::: INFORMATION PROVIDED :::
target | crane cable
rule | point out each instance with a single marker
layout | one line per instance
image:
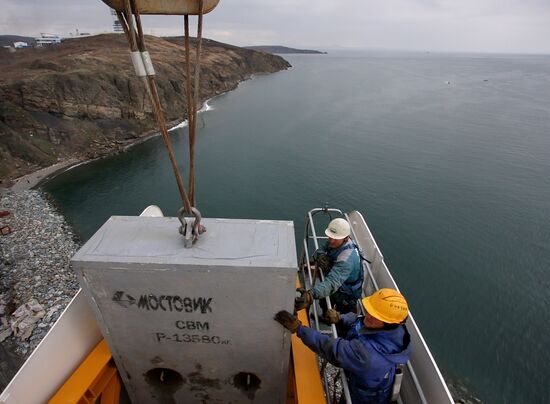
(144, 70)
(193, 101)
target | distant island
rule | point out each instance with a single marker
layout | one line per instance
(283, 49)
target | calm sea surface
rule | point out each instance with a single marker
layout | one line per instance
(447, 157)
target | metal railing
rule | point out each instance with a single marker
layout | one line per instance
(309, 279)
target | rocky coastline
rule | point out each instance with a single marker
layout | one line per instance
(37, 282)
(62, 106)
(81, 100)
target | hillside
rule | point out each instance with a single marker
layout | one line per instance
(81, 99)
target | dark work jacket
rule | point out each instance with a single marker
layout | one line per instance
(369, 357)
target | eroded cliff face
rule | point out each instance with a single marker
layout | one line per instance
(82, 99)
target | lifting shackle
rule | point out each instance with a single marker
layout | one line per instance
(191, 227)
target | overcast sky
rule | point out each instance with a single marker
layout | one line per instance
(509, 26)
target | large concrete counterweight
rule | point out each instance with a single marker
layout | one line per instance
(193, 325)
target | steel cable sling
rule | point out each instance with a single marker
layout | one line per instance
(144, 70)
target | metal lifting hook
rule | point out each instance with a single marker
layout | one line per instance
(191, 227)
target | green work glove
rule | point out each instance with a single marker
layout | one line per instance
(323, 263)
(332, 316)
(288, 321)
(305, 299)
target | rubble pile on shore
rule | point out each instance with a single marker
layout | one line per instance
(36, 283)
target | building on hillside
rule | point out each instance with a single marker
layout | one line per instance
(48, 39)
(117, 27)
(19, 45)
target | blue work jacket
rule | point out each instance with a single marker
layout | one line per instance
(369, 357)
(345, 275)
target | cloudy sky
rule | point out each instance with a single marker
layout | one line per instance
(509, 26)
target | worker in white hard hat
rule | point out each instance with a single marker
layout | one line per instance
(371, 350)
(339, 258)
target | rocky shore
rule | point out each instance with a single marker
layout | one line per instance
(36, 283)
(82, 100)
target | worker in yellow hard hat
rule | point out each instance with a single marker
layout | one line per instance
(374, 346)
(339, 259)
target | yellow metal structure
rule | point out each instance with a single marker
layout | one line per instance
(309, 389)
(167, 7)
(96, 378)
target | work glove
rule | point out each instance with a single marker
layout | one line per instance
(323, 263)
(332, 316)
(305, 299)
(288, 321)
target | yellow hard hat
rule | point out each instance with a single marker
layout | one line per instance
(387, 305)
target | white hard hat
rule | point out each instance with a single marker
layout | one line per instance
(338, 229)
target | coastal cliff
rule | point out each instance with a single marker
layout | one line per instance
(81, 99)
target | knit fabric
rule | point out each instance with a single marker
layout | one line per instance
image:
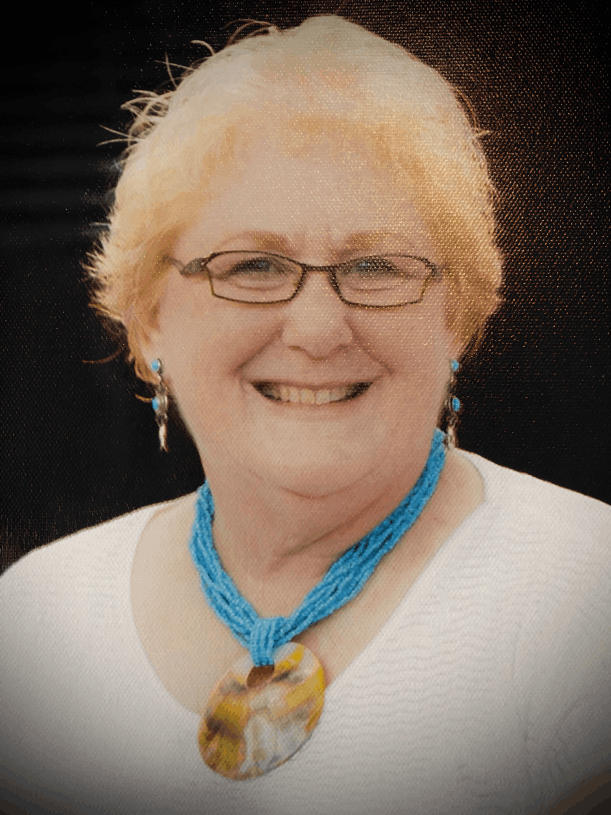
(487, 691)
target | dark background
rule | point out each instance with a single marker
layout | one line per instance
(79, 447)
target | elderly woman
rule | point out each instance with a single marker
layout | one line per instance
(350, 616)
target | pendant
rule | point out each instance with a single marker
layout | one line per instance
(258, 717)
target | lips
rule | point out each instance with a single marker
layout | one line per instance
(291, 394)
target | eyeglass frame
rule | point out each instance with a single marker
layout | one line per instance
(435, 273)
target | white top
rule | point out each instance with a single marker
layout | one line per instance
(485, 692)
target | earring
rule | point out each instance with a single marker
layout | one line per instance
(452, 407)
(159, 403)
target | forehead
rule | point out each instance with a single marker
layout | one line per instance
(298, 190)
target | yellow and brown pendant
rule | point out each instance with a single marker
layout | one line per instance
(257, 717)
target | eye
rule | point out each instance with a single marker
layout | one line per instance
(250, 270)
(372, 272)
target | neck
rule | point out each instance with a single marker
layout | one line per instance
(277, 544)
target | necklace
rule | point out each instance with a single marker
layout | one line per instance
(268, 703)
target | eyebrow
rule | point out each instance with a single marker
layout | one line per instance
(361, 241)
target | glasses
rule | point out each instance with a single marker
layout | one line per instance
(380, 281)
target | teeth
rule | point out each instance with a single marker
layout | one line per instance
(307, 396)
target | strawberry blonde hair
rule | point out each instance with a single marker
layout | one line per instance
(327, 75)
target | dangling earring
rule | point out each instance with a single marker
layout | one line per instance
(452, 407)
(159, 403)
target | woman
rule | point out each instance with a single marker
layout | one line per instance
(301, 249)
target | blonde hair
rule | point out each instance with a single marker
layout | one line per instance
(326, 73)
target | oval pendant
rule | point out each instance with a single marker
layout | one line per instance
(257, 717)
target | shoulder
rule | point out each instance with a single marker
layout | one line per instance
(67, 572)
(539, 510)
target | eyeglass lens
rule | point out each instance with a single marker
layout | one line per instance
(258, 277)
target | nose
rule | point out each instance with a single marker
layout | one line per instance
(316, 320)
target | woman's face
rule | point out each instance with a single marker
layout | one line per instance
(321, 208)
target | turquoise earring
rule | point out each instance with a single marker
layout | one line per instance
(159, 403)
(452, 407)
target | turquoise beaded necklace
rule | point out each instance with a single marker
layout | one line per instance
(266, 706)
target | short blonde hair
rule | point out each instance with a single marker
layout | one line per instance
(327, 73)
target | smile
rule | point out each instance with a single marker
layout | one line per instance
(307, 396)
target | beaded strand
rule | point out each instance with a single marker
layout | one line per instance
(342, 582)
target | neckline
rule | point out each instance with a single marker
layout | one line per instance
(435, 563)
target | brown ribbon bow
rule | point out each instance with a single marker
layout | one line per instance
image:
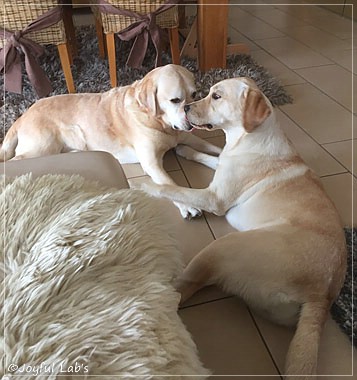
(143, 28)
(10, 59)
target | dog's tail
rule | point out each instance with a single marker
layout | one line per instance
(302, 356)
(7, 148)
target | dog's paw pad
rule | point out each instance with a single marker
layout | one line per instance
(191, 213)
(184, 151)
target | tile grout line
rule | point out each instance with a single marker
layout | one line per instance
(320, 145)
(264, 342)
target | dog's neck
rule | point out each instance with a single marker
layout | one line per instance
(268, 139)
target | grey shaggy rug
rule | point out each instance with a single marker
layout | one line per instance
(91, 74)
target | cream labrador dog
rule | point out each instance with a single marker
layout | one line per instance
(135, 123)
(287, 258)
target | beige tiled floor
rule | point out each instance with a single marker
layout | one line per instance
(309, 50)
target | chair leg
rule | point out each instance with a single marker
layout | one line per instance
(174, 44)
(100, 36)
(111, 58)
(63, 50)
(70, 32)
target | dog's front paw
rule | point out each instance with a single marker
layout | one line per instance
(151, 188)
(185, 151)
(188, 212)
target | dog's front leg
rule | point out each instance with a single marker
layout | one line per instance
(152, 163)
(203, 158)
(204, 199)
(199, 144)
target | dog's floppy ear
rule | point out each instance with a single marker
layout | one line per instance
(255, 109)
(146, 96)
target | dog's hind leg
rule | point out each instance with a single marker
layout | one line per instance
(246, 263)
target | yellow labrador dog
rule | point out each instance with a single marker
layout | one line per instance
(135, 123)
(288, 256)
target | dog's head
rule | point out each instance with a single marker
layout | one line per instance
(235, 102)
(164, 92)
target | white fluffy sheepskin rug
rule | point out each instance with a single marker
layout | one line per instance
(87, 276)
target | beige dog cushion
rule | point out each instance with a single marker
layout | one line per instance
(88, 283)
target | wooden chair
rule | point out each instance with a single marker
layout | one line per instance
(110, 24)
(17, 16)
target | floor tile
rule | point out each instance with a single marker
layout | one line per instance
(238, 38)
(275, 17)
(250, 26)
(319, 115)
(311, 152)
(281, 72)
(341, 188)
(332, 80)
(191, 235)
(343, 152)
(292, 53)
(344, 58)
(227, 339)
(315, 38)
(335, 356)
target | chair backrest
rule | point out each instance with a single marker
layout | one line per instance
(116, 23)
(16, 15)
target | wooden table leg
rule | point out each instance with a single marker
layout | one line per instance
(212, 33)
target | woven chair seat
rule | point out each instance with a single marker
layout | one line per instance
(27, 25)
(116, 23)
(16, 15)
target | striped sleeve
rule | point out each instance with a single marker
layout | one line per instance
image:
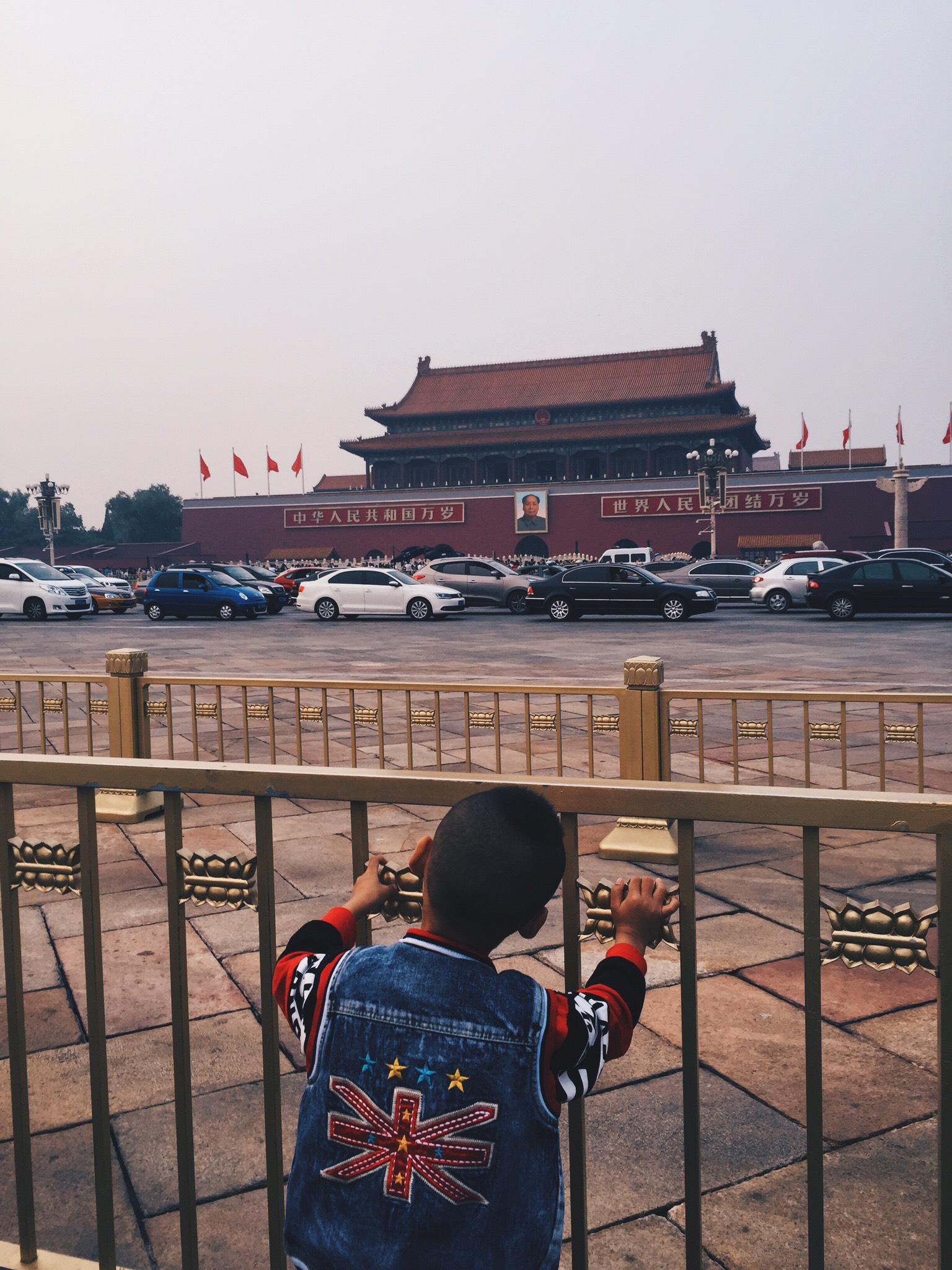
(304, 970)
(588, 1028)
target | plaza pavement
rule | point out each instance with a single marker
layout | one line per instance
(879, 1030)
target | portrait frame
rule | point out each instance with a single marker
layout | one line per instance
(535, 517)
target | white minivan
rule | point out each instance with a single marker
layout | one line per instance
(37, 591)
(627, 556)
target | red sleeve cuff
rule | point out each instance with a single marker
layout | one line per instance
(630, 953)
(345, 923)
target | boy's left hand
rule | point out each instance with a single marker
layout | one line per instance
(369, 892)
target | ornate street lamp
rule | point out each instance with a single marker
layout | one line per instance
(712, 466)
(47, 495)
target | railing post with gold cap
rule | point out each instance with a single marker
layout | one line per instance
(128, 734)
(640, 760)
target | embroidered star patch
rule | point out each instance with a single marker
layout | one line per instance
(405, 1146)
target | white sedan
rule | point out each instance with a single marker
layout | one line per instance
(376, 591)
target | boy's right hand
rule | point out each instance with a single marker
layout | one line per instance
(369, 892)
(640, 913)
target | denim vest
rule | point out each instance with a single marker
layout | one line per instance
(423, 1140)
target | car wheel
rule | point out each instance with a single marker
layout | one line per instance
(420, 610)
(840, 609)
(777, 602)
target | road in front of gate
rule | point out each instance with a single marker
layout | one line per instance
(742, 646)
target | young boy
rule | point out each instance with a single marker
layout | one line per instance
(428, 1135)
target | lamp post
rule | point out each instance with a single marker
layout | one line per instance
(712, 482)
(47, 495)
:::
Starting with the line with "target | woven chair seat" and going on through the line with "(588, 1028)", write those lines out again with "striped sleeve" changed to "plaid sleeve" and nothing else altered. Give only those lines, and leave the pictures out.

ANSWER FOR THIS EXERCISE »
target | woven chair seat
rule | point out each instance with a single marker
layout | one line per instance
(27, 25)
(116, 23)
(16, 15)
target | plaid sleeve
rule | point out each instance with a single marker
layout | one line per instance
image:
(304, 970)
(588, 1028)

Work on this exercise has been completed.